### Work instruction
Give back the full listing exactly as it appears below.

### Data
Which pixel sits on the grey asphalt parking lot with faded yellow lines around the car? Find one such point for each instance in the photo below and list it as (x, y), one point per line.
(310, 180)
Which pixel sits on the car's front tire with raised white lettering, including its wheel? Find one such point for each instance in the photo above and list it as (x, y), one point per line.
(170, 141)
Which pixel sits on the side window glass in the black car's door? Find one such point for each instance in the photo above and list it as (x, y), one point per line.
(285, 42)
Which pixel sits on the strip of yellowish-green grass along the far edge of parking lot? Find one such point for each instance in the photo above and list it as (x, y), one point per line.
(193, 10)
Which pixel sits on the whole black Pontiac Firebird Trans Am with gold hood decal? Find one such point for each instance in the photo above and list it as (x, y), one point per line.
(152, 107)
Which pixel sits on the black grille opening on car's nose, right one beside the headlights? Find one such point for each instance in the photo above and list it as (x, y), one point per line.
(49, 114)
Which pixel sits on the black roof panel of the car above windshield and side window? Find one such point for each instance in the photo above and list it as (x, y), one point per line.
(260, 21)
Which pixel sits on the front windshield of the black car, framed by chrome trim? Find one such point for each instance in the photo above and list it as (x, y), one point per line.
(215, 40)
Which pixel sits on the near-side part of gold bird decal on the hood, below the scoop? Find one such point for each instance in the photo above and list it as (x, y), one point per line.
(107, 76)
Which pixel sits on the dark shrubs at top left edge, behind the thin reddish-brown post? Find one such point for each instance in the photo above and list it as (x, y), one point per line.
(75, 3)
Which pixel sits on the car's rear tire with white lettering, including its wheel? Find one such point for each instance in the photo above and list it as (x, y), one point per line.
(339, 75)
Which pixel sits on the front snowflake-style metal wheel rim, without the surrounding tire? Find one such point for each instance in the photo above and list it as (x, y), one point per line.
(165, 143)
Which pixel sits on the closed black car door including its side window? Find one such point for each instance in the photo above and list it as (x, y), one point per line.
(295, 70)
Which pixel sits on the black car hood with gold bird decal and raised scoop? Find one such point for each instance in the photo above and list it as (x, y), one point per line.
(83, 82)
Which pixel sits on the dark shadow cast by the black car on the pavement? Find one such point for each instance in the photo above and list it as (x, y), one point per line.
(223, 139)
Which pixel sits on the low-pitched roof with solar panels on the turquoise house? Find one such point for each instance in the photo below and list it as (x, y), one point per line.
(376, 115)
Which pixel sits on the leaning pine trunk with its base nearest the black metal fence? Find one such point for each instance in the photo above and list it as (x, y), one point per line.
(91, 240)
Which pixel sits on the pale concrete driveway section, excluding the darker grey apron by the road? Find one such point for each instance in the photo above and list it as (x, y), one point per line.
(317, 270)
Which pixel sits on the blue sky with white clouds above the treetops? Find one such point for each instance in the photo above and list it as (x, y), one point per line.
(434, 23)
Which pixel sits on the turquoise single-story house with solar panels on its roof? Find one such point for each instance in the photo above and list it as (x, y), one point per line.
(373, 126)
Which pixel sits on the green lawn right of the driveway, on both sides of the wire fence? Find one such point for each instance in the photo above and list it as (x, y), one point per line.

### Result below
Which pixel sits on the grey asphalt parking lot with faded yellow lines around the car? Find one such point for each instance in the photo below and list it as (x, y), one point per line.
(310, 180)
Which pixel sits on the car's front tire with raised white lettering, including its wheel? Find one such point for each instance in the photo above and list it as (x, y), one point per line.
(170, 141)
Which pixel sits on the side window glass in the black car's door? Find one such point for each instance in the photo above and list it as (x, y), one point per line.
(285, 42)
Which pixel sits on the strip of yellowish-green grass along the far edge of parking lot? Find one such point for each instance in the photo above and list it as (x, y), one point per line.
(193, 10)
Which pixel sits on the whole black Pontiac Firebird Trans Am with gold hood decal? Find one such point for each instance in the photo above and list it as (x, y), one point per line.
(152, 107)
Which pixel sits on the black grille opening on car's nose, right one beside the headlights? Find one such point for each instance in the photo above and list it as (x, y), one point per line.
(49, 114)
Which pixel sits on the black roof panel of the car above windshield and side window? Find one such point for each instance in the photo above and list it as (x, y), one point per line.
(260, 21)
Which pixel sits on the front windshield of the black car, framed by chrome trim? Find one such point for each instance in the photo above and list it as (x, y), one point per line.
(215, 40)
Which pixel sits on the near-side part of gold bird decal on the hood, below the scoop? Find one such point for each instance in the photo above and list it as (x, y), one point per line.
(107, 76)
Which pixel sits on the dark shrubs at top left edge, behind the thin reddish-brown post? Find one such point for each instance in the photo above and list it as (x, y), one point per line.
(75, 3)
Which pixel sits on the car's rear tire with white lettering, including its wheel? Find one such point for each instance in the photo above and list it as (x, y), one point per line.
(339, 75)
Which pixel sits on the front snowflake-style metal wheel rim, without the surrounding tire? Find one such point for each instance in the photo above and list it as (x, y), one point per line.
(165, 143)
Which pixel sits on the closed black car door including its side window? Find one such point for each instance in the photo above and list it as (x, y), one point per line.
(295, 70)
Which pixel sits on the black car hood with gold bird decal and raised scoop? Find one such point for each instance in the photo above and list it as (x, y), one point per line.
(83, 82)
Which pixel sits on the dark shadow cast by the black car on the pavement? Find one such point for each instance in the photo above and list it as (x, y), one point per line.
(223, 139)
Which pixel sits on the low-pitched roof with solar panels on the turquoise house? Find one such point for each instance in the photo below and list it as (x, y), one point per line.
(376, 115)
Which pixel sits on the leaning pine trunk with its base nearest the black metal fence? Find one such point for each instance in the photo above and list it as (x, y), one point per line.
(91, 240)
Which pixel sits on the pale concrete driveway section, excluding the darker grey apron by the road? Find one such point for each instance in the photo above and list it as (x, y), one point per line.
(317, 270)
Which pixel sits on the blue sky with white clouds above the treetops? Find one such point for each instance in the photo above and list it as (x, y), one point per line.
(434, 23)
Which pixel sits on the turquoise single-story house with solar panels on its roof? Find one such point for each instance in the photo above and list it as (x, y), one point per line.
(373, 126)
Which pixel sits on the green lawn right of the driveway, on both sides of the wire fence? Find one such point for each instance in the photo above and list it as (x, y), one point per line.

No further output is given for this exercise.